◆ **Short task**: Reproduce word for word the part of the items that opens with the line containing "Target: basil leaf" and closes with the line containing "[(46, 127), (93, 24), (199, 106), (143, 68)]", both lines included.

◆ **Data extract**:
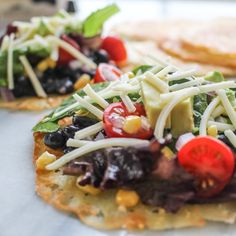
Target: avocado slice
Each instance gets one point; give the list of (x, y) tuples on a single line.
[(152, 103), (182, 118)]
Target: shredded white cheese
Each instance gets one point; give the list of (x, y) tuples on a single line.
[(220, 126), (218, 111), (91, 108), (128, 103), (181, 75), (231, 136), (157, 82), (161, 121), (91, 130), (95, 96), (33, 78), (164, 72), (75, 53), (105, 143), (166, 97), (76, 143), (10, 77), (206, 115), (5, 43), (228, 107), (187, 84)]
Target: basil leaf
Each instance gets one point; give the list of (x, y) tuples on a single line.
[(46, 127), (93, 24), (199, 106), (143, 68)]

...

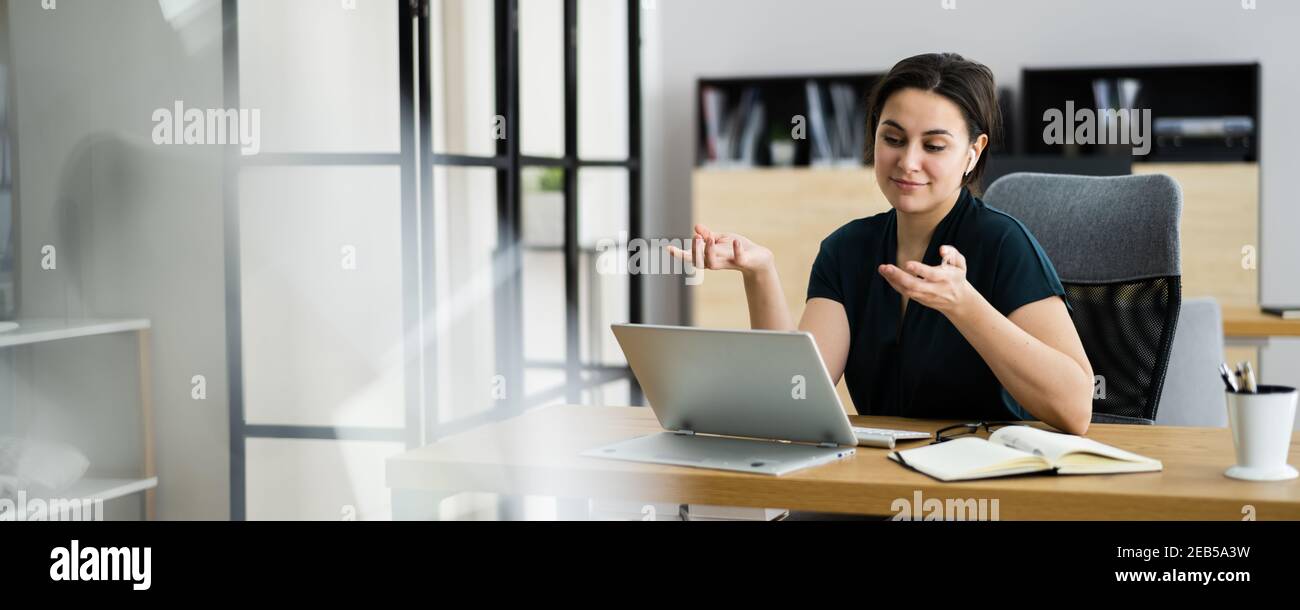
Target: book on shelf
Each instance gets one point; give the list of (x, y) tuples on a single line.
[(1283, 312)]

◆ **Task solution**:
Target: basil leaf
Each instance gets one point; give the list of (x, y) tuples on a single line.
[(46, 127), (93, 24), (199, 106), (143, 68)]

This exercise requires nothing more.